Your instructions: Copy out the material below word for word, starting at its first line and ending with the line that contains "point(99, 118)", including both of those lines.

Records excerpted from a collection:
# # #
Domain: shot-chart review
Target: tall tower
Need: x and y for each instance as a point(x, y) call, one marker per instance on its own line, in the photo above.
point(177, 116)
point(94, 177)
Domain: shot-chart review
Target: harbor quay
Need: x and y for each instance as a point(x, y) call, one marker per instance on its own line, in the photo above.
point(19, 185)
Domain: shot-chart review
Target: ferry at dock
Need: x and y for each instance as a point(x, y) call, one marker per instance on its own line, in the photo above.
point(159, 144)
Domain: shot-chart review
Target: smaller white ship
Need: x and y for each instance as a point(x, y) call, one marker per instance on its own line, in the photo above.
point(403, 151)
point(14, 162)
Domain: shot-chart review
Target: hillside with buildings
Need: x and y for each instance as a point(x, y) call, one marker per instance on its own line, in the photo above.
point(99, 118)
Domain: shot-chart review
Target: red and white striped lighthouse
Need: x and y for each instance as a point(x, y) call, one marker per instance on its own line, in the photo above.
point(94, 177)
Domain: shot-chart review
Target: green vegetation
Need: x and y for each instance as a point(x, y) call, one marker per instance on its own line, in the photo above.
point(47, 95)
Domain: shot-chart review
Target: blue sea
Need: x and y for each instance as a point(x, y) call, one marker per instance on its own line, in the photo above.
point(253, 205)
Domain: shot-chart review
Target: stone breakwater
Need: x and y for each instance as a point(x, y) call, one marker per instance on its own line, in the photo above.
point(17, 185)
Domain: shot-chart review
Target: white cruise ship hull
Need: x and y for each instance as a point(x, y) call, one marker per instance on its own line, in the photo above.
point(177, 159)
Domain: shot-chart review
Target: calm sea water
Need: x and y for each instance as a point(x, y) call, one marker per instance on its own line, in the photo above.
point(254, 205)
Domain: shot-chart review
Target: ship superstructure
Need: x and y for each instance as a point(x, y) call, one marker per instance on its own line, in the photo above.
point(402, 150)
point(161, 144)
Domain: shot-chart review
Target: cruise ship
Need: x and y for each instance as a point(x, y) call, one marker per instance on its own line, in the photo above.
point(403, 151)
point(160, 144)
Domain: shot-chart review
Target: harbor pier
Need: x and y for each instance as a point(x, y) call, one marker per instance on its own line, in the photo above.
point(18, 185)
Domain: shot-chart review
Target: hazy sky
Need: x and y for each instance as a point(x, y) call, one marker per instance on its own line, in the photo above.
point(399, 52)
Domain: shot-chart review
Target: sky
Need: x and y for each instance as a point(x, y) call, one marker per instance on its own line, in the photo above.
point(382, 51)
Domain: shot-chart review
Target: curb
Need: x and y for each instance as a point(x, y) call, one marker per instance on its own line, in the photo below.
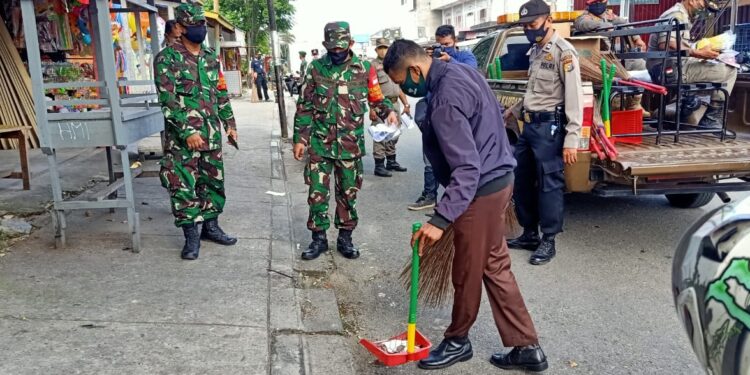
point(304, 320)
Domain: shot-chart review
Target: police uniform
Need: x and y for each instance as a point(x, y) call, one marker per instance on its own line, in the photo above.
point(693, 69)
point(193, 105)
point(386, 149)
point(589, 22)
point(552, 112)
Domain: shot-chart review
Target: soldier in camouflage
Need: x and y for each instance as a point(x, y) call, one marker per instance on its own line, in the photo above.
point(330, 124)
point(186, 74)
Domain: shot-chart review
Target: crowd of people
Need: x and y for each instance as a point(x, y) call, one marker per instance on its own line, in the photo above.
point(466, 150)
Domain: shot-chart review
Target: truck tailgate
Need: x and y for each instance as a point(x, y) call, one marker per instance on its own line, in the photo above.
point(695, 155)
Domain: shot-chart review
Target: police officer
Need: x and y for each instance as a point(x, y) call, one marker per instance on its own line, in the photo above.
point(597, 17)
point(386, 149)
point(552, 112)
point(697, 67)
point(192, 170)
point(330, 123)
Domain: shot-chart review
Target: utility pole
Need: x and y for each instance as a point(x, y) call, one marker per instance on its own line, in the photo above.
point(275, 50)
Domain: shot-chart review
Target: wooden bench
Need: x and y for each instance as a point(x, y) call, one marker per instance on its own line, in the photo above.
point(19, 133)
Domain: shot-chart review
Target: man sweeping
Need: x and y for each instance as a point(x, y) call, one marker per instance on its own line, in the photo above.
point(463, 137)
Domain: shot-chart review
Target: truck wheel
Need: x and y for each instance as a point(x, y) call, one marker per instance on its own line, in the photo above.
point(692, 200)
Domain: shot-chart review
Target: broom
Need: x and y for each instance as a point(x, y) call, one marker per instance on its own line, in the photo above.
point(435, 287)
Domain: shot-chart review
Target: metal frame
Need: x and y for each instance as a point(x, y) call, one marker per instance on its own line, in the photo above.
point(123, 120)
point(679, 89)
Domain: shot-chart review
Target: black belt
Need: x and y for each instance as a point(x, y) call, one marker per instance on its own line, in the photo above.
point(535, 117)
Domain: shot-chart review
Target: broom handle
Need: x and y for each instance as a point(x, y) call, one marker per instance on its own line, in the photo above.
point(411, 331)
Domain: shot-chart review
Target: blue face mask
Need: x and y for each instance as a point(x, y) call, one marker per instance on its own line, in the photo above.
point(597, 9)
point(414, 89)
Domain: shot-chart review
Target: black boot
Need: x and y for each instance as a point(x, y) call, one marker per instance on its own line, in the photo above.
point(545, 252)
point(380, 169)
point(393, 165)
point(345, 246)
point(529, 358)
point(192, 242)
point(529, 240)
point(714, 116)
point(318, 246)
point(212, 232)
point(448, 353)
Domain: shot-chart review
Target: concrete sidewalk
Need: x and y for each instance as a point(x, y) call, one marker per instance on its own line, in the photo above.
point(93, 308)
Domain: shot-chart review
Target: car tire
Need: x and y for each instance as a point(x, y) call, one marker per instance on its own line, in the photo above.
point(691, 200)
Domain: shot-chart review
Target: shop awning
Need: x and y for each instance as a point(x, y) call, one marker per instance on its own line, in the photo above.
point(216, 18)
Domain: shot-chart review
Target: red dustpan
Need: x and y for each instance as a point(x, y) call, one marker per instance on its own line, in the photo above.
point(417, 346)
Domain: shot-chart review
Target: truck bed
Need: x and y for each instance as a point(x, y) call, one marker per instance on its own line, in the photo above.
point(694, 155)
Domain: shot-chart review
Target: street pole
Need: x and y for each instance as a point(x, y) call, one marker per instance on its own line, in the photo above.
point(277, 70)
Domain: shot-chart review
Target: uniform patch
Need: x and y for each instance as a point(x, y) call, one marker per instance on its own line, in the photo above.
point(567, 63)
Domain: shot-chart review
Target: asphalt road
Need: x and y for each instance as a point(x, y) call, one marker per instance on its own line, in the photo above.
point(603, 306)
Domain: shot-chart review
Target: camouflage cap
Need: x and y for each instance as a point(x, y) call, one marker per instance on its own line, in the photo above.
point(189, 15)
point(382, 42)
point(337, 35)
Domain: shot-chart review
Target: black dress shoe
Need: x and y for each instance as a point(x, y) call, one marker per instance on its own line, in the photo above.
point(528, 241)
point(529, 358)
point(345, 246)
point(448, 353)
point(212, 232)
point(319, 245)
point(544, 253)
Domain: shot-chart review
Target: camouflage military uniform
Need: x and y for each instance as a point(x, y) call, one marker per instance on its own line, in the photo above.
point(330, 122)
point(192, 103)
point(589, 22)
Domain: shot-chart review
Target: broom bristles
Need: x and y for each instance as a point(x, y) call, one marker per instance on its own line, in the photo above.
point(435, 286)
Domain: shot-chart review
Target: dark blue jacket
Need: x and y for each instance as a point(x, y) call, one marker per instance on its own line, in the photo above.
point(463, 137)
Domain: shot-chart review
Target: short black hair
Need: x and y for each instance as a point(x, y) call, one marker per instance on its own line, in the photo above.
point(399, 52)
point(445, 30)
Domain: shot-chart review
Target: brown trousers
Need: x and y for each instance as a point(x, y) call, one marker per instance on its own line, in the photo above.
point(482, 256)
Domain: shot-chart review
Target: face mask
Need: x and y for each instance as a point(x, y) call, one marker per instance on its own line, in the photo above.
point(414, 89)
point(535, 35)
point(338, 58)
point(597, 9)
point(195, 34)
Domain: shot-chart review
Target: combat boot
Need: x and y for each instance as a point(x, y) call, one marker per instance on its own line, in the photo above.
point(318, 246)
point(545, 252)
point(212, 232)
point(713, 117)
point(380, 169)
point(529, 240)
point(345, 246)
point(393, 165)
point(192, 242)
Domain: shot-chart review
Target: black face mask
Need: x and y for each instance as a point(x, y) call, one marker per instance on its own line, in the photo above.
point(338, 58)
point(597, 9)
point(195, 34)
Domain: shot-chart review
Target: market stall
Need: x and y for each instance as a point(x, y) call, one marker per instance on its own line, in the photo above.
point(231, 60)
point(92, 87)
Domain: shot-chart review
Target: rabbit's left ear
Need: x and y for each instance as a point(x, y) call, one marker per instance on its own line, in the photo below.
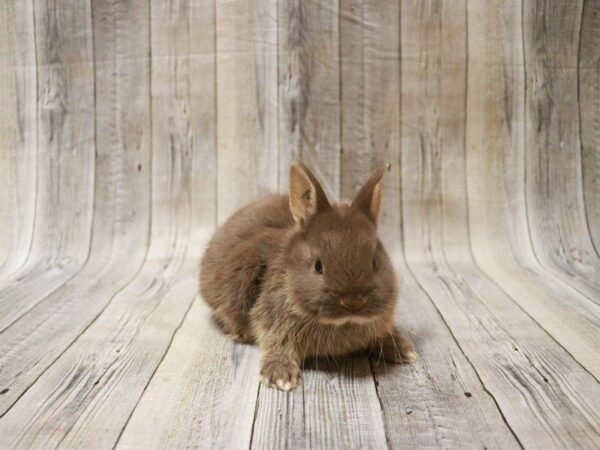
point(368, 199)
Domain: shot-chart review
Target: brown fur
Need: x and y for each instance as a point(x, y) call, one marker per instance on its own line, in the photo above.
point(258, 275)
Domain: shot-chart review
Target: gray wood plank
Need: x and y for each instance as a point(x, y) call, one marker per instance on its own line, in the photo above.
point(309, 90)
point(553, 159)
point(588, 97)
point(55, 172)
point(247, 130)
point(18, 134)
point(438, 401)
point(203, 394)
point(121, 208)
point(495, 177)
point(184, 102)
point(370, 101)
# # #
Finished answer:
Domain: shot-chart review
Target: tall tower
Need: x and y for each instance as a point(x, y) call, one marker per instance on its own line, in the photo above.
point(177, 116)
point(94, 177)
Domain: shot-chart review
Target: harbor quay
Need: x and y for each instance as a point(x, y) call, one marker per instance on its own line, in the photo above.
point(19, 185)
Domain: shot-chart review
Target: ferry at dock
Need: x and y for each instance as a point(x, y) call, one marker per instance on its own line, in the photo above.
point(159, 144)
Domain: shot-chart review
Target: smaller white ship
Need: x and y for each instance as a point(x, y) call, one marker per instance on its own line, in the photo above.
point(403, 151)
point(14, 162)
Domain: shot-chart review
Target: hillside with buildings
Need: x and y for each instance as a point(x, y) call, one marker per instance on its own line, in the photo above.
point(99, 118)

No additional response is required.